Going line by line through the data below, how many lines contain the word "positive"? Give only the number.

---------- Task inputs ----------

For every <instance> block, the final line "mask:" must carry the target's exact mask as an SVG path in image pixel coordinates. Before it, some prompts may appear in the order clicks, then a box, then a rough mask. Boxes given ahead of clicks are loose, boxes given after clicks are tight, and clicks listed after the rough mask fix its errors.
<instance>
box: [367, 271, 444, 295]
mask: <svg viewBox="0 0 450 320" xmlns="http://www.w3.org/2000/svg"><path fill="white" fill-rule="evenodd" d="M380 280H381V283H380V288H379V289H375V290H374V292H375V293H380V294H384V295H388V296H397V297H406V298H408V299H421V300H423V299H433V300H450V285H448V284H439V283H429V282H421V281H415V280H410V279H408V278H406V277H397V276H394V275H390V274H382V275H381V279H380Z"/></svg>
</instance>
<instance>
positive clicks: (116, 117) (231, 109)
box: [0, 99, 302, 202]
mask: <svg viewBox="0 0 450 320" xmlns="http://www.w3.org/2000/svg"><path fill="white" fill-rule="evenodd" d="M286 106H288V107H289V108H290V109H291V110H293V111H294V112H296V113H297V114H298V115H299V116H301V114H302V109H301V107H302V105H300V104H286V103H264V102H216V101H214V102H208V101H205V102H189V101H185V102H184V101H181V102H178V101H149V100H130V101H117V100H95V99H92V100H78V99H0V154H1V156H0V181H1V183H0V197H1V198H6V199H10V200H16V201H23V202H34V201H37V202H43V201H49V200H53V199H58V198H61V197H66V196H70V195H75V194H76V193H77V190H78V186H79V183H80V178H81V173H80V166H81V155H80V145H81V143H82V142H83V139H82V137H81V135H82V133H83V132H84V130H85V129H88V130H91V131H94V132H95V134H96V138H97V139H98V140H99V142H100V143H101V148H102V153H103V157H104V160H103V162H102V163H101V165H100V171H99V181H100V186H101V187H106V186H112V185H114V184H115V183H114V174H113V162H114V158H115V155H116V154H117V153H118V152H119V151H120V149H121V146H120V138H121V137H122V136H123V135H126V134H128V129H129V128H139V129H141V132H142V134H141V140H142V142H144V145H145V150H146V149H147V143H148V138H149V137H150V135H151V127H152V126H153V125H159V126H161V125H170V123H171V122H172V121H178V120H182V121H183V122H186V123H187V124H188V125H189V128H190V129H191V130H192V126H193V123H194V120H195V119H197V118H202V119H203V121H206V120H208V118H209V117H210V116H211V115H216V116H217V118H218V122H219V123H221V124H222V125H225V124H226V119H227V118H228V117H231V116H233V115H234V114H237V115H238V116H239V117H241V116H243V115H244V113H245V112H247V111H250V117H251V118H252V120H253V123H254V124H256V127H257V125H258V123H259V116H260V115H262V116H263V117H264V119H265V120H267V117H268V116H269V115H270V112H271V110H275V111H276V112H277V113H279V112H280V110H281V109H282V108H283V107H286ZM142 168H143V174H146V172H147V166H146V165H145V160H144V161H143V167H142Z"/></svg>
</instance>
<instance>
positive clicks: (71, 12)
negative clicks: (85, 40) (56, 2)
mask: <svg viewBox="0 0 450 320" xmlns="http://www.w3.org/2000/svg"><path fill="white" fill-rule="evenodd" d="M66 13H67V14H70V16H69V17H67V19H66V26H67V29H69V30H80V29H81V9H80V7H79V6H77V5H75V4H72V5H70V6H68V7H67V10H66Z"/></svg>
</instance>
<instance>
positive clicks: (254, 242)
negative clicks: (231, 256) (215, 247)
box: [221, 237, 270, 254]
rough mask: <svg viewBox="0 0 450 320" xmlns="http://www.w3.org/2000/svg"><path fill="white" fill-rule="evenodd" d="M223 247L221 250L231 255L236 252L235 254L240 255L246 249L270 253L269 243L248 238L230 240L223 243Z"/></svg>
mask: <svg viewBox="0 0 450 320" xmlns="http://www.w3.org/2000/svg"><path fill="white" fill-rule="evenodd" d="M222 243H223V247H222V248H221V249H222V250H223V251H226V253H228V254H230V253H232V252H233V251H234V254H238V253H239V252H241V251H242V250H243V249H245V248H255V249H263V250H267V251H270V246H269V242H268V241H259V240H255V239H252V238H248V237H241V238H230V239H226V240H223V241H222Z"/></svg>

----------

* _Problem solution_: 3